_YOUR GOAL_:
Show each line of the rows below that contains the string "concrete", copied in full.

Region segmentation data:
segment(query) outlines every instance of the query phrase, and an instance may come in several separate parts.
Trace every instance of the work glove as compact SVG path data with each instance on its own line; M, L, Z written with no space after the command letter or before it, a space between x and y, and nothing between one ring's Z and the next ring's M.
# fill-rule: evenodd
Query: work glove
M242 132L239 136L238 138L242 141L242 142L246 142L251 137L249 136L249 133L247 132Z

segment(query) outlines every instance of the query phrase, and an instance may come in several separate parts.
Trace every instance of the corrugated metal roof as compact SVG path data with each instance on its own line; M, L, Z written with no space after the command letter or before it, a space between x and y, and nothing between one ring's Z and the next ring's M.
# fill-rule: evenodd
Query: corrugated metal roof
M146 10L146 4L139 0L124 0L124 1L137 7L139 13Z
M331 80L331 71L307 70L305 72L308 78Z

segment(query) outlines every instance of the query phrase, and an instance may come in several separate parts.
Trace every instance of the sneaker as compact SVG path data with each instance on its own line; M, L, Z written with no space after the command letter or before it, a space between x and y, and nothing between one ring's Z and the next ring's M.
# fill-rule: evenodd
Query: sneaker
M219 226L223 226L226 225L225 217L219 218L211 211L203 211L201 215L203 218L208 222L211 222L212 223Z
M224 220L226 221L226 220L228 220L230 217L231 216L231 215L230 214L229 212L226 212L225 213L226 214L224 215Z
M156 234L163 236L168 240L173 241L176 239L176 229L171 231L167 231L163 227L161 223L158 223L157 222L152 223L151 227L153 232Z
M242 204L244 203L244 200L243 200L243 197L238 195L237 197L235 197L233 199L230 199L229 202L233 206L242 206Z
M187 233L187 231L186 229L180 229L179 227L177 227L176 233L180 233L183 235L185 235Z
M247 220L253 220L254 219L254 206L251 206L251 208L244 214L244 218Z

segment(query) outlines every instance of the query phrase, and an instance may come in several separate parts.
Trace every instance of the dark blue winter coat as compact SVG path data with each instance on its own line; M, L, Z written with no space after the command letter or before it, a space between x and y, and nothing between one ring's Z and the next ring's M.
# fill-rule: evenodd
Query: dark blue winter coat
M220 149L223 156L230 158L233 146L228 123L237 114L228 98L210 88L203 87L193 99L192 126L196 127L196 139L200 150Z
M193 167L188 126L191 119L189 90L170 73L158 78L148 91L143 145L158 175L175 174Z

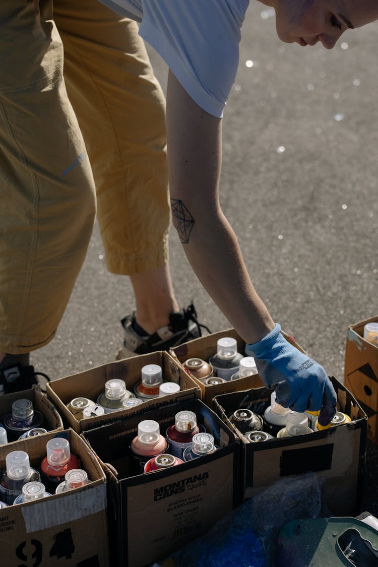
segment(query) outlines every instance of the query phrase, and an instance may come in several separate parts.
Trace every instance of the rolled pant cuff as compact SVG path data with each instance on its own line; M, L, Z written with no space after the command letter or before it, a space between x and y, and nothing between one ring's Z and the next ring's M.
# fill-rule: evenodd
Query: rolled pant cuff
M36 337L15 337L0 334L0 352L7 354L25 354L45 346L55 336L54 329L44 338Z
M165 265L168 262L168 247L165 246L127 258L117 254L108 254L106 256L108 270L118 276L132 276L133 274L151 272Z

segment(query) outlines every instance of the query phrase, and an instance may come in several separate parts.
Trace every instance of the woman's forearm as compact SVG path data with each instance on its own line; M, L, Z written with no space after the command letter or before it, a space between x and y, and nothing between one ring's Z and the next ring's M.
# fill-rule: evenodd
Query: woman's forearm
M184 202L182 205L185 206ZM227 219L220 209L206 214L195 207L190 213L193 220L188 220L187 213L185 221L182 206L181 211L177 218L173 209L173 222L182 242L183 225L193 223L183 248L197 277L245 342L260 340L273 329L274 323L251 283L236 237ZM188 231L186 234L188 236Z
M171 73L167 133L172 218L186 256L230 323L255 342L274 325L219 206L222 120L196 104Z

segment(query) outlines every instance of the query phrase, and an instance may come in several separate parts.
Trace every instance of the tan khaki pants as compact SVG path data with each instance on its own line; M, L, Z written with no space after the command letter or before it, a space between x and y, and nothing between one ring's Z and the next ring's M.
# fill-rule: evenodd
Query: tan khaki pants
M165 101L137 31L96 0L0 2L0 351L54 336L95 191L110 271L167 261Z

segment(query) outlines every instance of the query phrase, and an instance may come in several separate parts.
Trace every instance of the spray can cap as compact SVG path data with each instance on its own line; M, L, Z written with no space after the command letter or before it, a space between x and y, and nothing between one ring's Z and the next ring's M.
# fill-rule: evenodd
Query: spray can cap
M24 451L12 451L5 458L7 476L13 480L26 479L30 471L29 455Z
M315 424L315 429L317 429L318 431L324 431L325 429L329 429L330 426L330 423L327 424L326 425L322 425L319 423L317 420L316 420L316 423Z
M274 413L279 413L282 416L287 416L290 413L289 408L284 408L280 405L276 400L276 393L273 391L270 394L270 409Z
M216 354L220 358L232 359L237 353L237 343L231 337L223 337L216 341Z
M163 382L162 367L158 364L147 364L141 371L142 383L144 386L158 386Z
M0 445L5 445L8 442L6 430L0 425Z
M93 405L93 402L87 397L74 397L70 402L70 405L75 409L83 409Z
M364 338L378 345L378 323L367 323L364 327Z
M98 417L104 413L105 410L101 405L90 405L83 410L83 417Z
M214 439L211 433L196 433L192 439L192 450L196 455L206 455L215 448Z
M52 467L62 467L71 458L70 443L63 437L55 437L46 443L47 462Z
M79 488L88 484L88 475L82 468L72 468L65 475L65 490Z
M180 392L180 386L176 382L163 382L159 387L159 397L169 393L177 393L177 392Z
M177 431L190 433L197 427L197 417L194 412L182 410L175 416L175 427Z
M22 487L22 501L30 502L38 500L46 496L46 489L42 483L33 481L27 483Z
M33 404L30 400L16 400L12 404L12 417L18 421L29 420L34 414Z
M124 380L112 378L105 383L105 397L108 400L121 400L126 393L126 384Z
M240 378L257 374L256 363L253 356L245 356L239 362L239 375Z
M155 445L160 435L160 428L154 420L143 420L138 424L138 440L143 445Z
M135 405L139 405L140 404L143 404L143 400L141 400L138 397L129 397L127 400L124 400L122 403L122 407L125 409L128 409L129 408L135 408Z
M188 358L184 363L189 370L198 370L198 369L202 368L204 364L206 364L205 361L202 360L202 358Z
M287 416L286 433L290 435L303 435L308 429L308 418L305 413L291 411Z

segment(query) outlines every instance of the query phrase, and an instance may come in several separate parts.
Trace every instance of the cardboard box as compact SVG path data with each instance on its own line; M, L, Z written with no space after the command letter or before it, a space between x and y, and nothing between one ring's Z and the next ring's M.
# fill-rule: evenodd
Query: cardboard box
M361 500L366 445L367 417L350 392L331 378L340 411L352 422L295 437L261 443L243 443L243 485L245 498L286 477L313 472L321 487L322 501L333 515L354 515ZM247 392L217 396L218 415L235 431L227 417L239 407L262 415L270 404L271 390L258 388Z
M126 388L133 392L135 384L141 381L142 368L147 364L158 364L162 366L163 380L179 384L180 391L172 395L147 400L129 409L118 410L100 417L88 417L79 421L66 407L66 404L73 398L83 396L96 402L98 396L105 390L105 383L112 378L124 380ZM100 427L125 416L139 415L167 404L201 398L201 390L197 384L165 351L109 362L77 374L54 380L47 384L46 393L49 399L58 408L64 424L72 428L77 433Z
M158 421L164 434L182 409L195 412L220 448L165 471L130 476L129 447L141 417ZM142 567L163 559L241 503L239 441L199 400L166 405L82 435L107 473L108 502L114 507L109 514L109 534L114 536L110 548L115 554L112 565Z
M304 352L303 349L295 342L292 337L282 332L286 340L296 346L301 352ZM172 356L176 358L177 363L181 367L182 364L188 358L202 358L206 362L216 352L216 341L223 337L231 337L235 338L237 343L238 352L242 354L245 348L245 342L237 334L235 329L226 329L218 333L212 333L206 335L199 338L194 338L188 342L185 342L178 346L171 349ZM247 355L245 355L247 356ZM192 376L192 374L190 374ZM209 407L213 407L213 399L215 396L231 392L249 390L251 388L258 388L264 386L258 374L254 374L244 378L238 378L237 380L227 381L222 384L206 386L192 376L196 384L201 388L202 399Z
M69 439L91 482L37 502L0 509L1 563L4 567L107 567L109 565L106 480L93 451L71 429L0 447L0 468L11 451L26 451L38 468L46 443Z
M34 409L42 414L44 417L44 423L41 427L47 429L48 431L63 429L62 418L55 407L37 386L33 386L30 390L0 396L0 423L2 425L4 424L4 418L12 413L13 402L16 400L22 399L30 400L33 404Z
M363 338L364 327L373 322L378 316L348 328L344 383L368 416L368 437L378 443L378 346Z

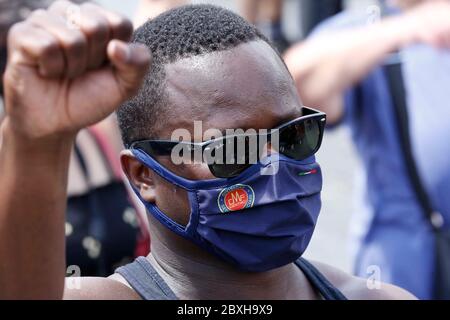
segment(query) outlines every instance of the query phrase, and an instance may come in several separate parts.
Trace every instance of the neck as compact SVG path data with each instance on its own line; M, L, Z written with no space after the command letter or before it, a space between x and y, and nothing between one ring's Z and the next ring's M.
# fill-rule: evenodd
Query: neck
M152 229L152 251L148 259L180 299L315 297L307 279L294 264L267 272L242 272L168 230Z

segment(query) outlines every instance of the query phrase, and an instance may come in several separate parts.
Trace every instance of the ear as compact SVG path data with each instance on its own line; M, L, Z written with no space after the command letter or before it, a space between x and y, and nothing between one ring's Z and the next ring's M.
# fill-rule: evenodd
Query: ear
M130 181L133 188L139 190L142 199L150 203L155 203L155 184L151 169L136 159L130 150L123 150L120 153L120 163L128 181Z

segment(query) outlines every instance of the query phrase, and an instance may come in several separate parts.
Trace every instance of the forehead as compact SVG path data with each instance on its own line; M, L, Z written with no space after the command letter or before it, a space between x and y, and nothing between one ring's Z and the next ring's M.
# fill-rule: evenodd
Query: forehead
M263 41L179 60L166 66L166 121L156 128L269 129L298 115L301 106L280 57Z

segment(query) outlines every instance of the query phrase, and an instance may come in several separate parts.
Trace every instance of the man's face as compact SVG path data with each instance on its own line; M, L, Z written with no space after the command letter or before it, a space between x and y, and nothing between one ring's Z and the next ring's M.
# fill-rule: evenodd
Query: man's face
M203 140L195 136L194 120L202 121L203 132L208 129L259 130L274 128L298 117L301 112L288 71L263 41L183 59L168 65L166 72L169 105L165 111L166 121L155 128L159 139L170 140L174 130L184 128L196 141ZM191 180L214 179L206 164L176 166L170 157L157 160L179 176ZM187 193L151 170L140 175L148 175L151 180L147 180L148 183L153 184L150 188L141 187L141 196L155 202L173 220L186 225L190 214Z

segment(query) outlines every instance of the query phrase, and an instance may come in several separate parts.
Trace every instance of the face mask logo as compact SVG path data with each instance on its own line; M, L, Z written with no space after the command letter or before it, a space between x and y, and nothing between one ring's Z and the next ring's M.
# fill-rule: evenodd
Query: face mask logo
M217 198L222 213L251 208L254 202L255 192L252 187L243 184L223 189Z

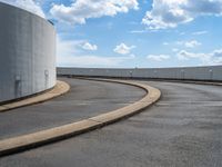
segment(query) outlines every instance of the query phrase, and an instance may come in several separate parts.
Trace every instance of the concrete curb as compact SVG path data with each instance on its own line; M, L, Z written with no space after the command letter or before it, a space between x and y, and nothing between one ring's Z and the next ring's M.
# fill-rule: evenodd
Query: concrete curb
M19 108L19 107L24 107L24 106L29 106L29 105L43 102L43 101L50 100L52 98L56 98L58 96L61 96L61 95L68 92L69 90L70 90L70 86L67 82L57 80L57 85L54 86L54 88L52 88L49 91L46 91L43 94L33 96L30 98L22 99L19 101L1 105L0 112L7 111L10 109L14 109L14 108Z
M78 134L83 134L85 131L103 127L108 124L114 122L117 120L132 116L141 111L142 109L158 101L159 98L161 97L161 92L159 89L150 87L148 85L138 84L134 81L111 80L111 79L91 79L91 80L131 85L144 89L149 94L147 94L141 100L134 104L131 104L129 106L125 106L123 108L107 114L102 114L89 119L83 119L81 121L63 125L51 129L0 140L0 156L16 154L26 149L42 146L49 143L65 139L68 137L72 137Z

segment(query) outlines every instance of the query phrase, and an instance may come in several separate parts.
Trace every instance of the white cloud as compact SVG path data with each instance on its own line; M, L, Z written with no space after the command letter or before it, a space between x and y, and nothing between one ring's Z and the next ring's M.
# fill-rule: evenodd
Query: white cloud
M173 48L172 51L173 51L173 52L178 52L179 49L178 49L178 48Z
M145 30L131 30L129 31L130 33L144 33L147 32Z
M169 42L163 42L163 46L169 46Z
M82 40L57 40L57 65L60 67L119 67L122 62L134 59L134 56L104 57L82 55Z
M192 35L200 36L200 35L205 35L205 33L208 33L208 31L196 31L196 32L193 32Z
M82 49L84 49L84 50L97 50L98 46L91 45L89 42L84 42L83 46L82 46Z
M135 46L128 47L125 43L120 43L113 51L121 55L128 55L133 48L135 48Z
M36 13L42 18L46 18L43 10L41 9L40 4L34 0L0 0L1 2L16 6L18 8L28 10L32 13Z
M180 52L178 52L176 56L179 60L199 59L202 62L202 65L222 65L222 49L214 50L210 53L195 53L181 50Z
M201 46L202 43L196 40L191 40L191 41L176 41L176 45L184 46L186 48L194 48Z
M201 46L201 43L198 42L196 40L188 41L184 45L185 45L186 48L194 48L194 47Z
M170 56L168 55L149 55L147 56L147 59L154 60L154 61L164 61L170 59Z
M174 28L204 14L221 16L222 0L153 0L142 23L149 29Z
M83 24L89 18L113 17L130 9L139 9L137 0L74 0L70 6L53 4L50 13L59 21Z

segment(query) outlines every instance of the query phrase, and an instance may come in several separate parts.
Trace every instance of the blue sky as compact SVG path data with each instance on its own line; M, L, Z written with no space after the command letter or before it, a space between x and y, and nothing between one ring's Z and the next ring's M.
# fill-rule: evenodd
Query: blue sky
M54 22L60 67L222 63L222 0L0 0Z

_FINAL RESULT_:
Trace every instance of the concrete curb as compact SVG path data with each instance on its own line; M, L, Z written with no space after the command letter or before it, a space between x and y, and nothing between one ring's Z and the next ring's M.
Query: concrete curb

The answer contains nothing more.